# Set problem:
Count the lines of the records below that contain the word "hand". Give only the number.
===== Data rows
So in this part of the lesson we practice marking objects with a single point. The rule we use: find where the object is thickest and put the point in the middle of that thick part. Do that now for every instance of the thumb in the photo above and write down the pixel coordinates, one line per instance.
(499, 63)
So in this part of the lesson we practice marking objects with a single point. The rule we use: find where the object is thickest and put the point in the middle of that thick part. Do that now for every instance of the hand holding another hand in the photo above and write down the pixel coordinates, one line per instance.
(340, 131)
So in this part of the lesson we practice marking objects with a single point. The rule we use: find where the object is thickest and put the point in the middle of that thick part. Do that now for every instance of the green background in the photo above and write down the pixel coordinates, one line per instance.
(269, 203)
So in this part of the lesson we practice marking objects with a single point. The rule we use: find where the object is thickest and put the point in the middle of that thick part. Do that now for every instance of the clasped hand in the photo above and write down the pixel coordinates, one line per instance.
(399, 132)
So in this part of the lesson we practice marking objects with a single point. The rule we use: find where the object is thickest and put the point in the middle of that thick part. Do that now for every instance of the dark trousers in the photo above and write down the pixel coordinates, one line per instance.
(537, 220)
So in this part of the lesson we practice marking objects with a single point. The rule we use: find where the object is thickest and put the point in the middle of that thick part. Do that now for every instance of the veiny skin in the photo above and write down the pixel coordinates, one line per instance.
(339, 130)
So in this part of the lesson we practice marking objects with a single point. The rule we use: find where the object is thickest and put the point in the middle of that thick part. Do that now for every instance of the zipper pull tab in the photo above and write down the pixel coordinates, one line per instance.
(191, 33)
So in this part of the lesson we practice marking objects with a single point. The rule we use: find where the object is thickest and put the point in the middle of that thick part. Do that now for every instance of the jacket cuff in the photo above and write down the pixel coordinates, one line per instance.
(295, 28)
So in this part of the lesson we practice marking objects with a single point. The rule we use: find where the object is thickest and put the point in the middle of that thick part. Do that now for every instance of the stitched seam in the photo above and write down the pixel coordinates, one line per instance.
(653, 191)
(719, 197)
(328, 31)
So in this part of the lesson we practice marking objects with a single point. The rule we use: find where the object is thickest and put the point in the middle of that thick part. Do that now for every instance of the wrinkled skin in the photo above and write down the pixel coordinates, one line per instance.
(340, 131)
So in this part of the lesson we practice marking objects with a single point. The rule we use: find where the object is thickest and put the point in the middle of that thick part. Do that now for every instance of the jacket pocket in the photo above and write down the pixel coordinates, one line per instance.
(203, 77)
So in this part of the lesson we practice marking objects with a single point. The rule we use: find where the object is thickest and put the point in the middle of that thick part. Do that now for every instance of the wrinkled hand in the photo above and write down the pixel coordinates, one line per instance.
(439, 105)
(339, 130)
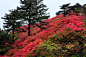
==========
# Right answer:
3